AIM: Copy out the rows again, without any change, from the line containing "Where can the person" down to the line containing "pixel 295 407", including both of those lines.

Source rows:
■ ■ ■ ■

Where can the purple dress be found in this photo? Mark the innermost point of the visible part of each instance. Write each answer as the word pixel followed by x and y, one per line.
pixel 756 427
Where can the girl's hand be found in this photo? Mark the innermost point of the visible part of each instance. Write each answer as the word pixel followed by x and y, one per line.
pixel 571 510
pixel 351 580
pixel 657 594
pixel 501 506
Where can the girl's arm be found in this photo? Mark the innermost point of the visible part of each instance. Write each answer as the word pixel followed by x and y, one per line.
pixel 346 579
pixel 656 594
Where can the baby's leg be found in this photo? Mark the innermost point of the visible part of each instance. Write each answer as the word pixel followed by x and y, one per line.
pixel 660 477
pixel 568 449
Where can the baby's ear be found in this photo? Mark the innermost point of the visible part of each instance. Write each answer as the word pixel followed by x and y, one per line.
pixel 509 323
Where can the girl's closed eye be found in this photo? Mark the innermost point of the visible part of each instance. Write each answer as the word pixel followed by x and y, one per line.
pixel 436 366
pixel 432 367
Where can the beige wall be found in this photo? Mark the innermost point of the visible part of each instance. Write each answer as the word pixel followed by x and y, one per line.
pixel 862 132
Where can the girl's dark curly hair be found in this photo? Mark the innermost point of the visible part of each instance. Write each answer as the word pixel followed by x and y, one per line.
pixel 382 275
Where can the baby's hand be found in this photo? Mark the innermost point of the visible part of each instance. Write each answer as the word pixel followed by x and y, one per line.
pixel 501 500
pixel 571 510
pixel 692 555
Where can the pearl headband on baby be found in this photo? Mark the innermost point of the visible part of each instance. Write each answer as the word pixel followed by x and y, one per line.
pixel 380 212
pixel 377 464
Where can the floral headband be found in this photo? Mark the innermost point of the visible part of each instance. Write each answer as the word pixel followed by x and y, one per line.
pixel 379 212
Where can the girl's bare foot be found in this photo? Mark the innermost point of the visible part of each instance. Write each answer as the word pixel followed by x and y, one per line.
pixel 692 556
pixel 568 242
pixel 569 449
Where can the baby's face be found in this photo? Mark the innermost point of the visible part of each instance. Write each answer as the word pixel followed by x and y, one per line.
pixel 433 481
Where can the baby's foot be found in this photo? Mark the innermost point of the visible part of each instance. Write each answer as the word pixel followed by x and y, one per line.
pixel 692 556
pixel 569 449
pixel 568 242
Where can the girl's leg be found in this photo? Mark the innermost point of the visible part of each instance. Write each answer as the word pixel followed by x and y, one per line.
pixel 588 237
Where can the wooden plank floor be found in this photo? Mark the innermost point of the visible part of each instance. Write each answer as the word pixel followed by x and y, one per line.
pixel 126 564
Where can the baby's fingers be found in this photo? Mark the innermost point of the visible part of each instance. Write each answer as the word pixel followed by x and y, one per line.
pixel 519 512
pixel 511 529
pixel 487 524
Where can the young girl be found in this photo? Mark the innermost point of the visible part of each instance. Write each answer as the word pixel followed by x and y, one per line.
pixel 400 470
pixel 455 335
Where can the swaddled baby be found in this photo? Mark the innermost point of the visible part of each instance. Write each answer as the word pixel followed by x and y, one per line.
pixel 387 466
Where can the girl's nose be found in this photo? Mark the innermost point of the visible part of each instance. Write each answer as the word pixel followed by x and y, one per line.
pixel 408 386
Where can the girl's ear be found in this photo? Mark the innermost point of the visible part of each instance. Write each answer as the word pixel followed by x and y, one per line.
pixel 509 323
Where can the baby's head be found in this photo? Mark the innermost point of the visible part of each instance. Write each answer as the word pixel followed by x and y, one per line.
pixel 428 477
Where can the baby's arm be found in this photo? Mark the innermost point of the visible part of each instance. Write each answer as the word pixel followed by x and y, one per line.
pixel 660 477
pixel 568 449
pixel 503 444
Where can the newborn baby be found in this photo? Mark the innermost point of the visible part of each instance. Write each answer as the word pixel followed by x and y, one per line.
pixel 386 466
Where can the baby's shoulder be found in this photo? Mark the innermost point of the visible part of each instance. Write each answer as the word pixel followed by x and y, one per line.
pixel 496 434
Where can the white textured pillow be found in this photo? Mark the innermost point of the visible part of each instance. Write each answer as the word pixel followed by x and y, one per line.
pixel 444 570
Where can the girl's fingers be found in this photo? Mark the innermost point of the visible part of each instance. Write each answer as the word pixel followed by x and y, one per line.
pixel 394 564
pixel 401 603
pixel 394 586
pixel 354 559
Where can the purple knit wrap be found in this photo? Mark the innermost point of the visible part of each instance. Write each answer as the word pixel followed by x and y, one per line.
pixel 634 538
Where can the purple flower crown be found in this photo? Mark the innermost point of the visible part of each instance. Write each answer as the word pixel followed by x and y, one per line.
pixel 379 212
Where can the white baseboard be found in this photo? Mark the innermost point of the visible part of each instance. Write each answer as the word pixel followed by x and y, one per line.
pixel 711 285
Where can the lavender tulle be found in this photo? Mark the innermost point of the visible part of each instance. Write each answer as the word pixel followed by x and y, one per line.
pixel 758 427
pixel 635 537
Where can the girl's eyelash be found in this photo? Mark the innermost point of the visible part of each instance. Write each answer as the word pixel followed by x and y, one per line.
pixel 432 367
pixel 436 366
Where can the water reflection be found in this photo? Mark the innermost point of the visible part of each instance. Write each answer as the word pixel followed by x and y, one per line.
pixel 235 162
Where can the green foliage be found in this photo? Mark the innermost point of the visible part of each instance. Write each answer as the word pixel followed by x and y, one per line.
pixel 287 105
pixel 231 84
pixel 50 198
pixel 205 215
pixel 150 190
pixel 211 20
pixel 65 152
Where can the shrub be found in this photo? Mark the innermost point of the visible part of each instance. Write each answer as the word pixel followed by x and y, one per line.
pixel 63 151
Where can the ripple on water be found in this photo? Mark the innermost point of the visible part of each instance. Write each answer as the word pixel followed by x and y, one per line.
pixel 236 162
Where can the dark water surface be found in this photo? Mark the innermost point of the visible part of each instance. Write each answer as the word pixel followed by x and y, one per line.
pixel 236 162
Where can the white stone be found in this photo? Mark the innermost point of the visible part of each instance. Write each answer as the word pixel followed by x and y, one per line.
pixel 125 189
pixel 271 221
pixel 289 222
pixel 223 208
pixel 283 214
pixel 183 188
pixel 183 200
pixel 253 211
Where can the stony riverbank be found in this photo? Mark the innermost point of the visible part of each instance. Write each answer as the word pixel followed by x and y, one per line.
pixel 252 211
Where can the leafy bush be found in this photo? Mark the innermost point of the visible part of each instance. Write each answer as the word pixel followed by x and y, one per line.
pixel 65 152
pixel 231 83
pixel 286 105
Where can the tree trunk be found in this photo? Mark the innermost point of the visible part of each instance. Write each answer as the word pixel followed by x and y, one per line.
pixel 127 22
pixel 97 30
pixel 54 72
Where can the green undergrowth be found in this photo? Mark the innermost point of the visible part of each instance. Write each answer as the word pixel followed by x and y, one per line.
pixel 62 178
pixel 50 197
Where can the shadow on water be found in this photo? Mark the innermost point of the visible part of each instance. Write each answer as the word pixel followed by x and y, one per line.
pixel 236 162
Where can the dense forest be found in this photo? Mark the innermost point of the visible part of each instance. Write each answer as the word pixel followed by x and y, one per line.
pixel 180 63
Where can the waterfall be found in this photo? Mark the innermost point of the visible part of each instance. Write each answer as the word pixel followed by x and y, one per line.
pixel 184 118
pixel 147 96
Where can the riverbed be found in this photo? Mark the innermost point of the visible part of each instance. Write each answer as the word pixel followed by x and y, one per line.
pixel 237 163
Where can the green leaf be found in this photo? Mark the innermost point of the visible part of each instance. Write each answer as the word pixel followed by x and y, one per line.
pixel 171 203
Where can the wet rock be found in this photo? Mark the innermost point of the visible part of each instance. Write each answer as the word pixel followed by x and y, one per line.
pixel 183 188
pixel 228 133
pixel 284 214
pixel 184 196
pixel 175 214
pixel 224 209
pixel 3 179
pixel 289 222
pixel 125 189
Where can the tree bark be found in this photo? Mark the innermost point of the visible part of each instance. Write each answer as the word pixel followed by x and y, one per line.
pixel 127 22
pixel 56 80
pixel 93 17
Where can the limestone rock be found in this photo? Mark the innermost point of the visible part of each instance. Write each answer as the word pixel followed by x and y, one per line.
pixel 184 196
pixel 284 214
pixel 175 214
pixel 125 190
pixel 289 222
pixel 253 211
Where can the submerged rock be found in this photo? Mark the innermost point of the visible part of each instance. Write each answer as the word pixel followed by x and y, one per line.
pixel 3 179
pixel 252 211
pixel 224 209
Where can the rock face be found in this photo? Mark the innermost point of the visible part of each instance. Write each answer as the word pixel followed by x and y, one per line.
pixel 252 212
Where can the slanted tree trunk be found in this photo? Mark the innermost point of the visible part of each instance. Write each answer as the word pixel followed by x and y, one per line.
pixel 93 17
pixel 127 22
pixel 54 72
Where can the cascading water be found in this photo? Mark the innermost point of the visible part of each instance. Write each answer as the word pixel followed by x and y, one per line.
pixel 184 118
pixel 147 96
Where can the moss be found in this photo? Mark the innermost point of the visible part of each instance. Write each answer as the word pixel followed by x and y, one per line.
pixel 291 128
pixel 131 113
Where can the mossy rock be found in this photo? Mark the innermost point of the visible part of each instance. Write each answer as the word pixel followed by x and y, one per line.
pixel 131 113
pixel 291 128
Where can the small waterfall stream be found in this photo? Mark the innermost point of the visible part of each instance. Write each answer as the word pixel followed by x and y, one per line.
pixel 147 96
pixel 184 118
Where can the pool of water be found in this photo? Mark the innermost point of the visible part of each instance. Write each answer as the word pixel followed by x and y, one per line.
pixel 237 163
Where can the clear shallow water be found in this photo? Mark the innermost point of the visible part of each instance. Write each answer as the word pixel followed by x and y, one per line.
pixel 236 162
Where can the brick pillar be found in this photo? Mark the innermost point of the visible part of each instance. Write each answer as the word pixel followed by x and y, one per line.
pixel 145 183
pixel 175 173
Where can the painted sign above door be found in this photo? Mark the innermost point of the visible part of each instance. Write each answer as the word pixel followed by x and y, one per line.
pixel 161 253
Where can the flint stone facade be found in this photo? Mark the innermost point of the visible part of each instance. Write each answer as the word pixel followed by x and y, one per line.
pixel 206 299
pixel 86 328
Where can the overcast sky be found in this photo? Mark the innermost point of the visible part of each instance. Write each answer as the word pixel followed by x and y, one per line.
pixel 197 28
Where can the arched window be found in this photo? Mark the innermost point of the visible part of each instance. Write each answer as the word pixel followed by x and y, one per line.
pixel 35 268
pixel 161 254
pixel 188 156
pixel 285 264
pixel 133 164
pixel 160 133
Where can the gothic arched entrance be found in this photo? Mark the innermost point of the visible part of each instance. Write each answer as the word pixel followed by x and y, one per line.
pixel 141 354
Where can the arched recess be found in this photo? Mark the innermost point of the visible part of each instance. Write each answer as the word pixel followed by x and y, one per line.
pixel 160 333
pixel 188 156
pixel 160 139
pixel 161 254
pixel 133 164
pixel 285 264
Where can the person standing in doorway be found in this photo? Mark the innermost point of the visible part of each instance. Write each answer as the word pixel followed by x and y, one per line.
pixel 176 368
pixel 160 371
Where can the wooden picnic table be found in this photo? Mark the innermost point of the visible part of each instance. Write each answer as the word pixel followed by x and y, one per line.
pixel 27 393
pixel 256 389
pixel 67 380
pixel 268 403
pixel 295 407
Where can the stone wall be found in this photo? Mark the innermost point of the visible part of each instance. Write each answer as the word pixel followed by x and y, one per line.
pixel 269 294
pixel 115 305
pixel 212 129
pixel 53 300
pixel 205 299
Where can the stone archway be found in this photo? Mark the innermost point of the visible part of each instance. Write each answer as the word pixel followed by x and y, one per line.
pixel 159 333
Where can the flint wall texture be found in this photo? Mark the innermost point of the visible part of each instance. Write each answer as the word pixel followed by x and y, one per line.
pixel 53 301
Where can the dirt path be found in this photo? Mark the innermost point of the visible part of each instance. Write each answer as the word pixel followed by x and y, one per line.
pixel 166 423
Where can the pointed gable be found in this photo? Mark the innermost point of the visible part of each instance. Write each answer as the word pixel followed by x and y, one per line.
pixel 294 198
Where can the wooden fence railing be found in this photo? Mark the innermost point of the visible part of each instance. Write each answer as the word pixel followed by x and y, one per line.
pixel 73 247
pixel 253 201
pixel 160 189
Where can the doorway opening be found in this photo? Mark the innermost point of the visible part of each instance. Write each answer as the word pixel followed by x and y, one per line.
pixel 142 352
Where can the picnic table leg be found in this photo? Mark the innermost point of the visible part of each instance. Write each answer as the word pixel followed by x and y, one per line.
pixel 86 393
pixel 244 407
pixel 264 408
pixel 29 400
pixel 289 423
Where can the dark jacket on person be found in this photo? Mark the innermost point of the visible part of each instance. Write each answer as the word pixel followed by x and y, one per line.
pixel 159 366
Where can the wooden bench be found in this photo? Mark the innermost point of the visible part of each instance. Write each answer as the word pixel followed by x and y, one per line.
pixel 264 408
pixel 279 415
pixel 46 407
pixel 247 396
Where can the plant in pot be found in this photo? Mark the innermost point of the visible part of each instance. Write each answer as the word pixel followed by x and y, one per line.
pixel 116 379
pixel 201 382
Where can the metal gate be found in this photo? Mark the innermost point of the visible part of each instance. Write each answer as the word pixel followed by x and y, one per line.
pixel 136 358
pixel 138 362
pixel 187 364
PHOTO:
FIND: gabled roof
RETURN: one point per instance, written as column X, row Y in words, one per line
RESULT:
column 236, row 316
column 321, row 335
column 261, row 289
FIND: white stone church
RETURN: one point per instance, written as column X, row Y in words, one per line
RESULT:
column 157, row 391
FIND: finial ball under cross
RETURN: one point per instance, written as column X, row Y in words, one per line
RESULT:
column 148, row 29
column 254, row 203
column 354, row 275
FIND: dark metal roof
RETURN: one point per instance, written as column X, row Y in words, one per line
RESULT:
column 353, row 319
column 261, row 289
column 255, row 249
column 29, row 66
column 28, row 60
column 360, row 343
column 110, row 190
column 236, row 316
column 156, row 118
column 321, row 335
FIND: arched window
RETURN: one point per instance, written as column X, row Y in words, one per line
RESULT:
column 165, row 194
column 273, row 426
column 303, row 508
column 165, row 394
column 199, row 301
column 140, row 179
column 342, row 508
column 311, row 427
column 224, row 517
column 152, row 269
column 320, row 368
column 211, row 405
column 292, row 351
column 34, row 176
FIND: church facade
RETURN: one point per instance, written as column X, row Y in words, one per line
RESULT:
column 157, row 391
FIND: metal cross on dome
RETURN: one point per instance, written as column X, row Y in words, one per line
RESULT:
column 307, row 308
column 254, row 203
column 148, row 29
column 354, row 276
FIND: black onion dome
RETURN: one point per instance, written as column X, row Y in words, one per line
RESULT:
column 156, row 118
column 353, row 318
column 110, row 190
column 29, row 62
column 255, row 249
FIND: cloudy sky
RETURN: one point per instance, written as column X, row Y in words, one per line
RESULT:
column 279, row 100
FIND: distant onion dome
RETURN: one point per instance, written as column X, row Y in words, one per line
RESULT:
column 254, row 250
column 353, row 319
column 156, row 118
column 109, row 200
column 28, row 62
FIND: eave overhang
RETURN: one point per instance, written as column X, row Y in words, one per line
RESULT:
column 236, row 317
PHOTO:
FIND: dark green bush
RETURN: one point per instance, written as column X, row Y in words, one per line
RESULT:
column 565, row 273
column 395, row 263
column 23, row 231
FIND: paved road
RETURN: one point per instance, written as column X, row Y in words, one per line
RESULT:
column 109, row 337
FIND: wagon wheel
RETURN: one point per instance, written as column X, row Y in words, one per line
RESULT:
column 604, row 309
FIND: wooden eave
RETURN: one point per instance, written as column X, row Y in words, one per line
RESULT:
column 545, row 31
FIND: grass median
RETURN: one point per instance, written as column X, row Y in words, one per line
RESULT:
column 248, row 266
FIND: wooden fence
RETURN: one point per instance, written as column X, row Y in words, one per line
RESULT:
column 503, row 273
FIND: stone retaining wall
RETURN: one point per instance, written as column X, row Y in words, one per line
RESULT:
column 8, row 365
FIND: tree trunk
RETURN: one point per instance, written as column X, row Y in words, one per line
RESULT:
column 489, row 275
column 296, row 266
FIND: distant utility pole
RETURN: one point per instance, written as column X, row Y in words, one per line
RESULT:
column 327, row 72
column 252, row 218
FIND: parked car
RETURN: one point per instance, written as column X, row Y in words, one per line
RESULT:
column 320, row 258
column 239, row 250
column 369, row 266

■ ■ ■ ■

FINISHED EXERCISE:
Where can the person standing in doorway be found in this photo? Mark the innermost point of the visible part of each instance. Write each answer as the word pixel followed by x and y, one per line.
pixel 176 368
pixel 160 371
Where can the wooden picnic table be found in this photo? Mark the innermost point of the visible part of each instance. Write each answer as the word pixel followed by x and y, one per line.
pixel 27 393
pixel 256 389
pixel 67 380
pixel 268 403
pixel 295 407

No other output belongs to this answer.